_PROBLEM REQUIREMENTS_
Restate the entries below verbatim.

_INPUT DATA_
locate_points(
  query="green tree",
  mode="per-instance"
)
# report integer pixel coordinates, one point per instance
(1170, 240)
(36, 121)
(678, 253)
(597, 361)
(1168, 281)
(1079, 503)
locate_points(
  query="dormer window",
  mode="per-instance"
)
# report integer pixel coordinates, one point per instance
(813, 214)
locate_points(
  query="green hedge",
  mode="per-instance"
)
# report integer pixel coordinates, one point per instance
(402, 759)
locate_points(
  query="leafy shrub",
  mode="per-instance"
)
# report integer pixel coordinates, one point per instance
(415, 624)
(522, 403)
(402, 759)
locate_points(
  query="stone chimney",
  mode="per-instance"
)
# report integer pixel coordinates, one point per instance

_YOUR SOLUTION_
locate_points(
  query="green tree",
  mode="per-instance"
)
# report integer pixel coordinates, one point per instance
(1170, 240)
(36, 121)
(678, 253)
(597, 361)
(1168, 281)
(1079, 503)
locate_points(
  query="dormer window",
  mode="per-instance"
)
# report integer pixel coordinates, one point per instance
(813, 214)
locate_points(
  query="green hedge",
  mode="per-instance"
)
# report integer pixel coordinates, one point per instance
(402, 759)
locate_points(
  query="leafy shrub",
  mode="per-instance"
)
# report integer pixel coordinates, one point per instance
(415, 624)
(522, 403)
(402, 759)
locate_points(
  query="stone chimney",
  mode="per-instance"
)
# report integer pixel coordinates, one point per instance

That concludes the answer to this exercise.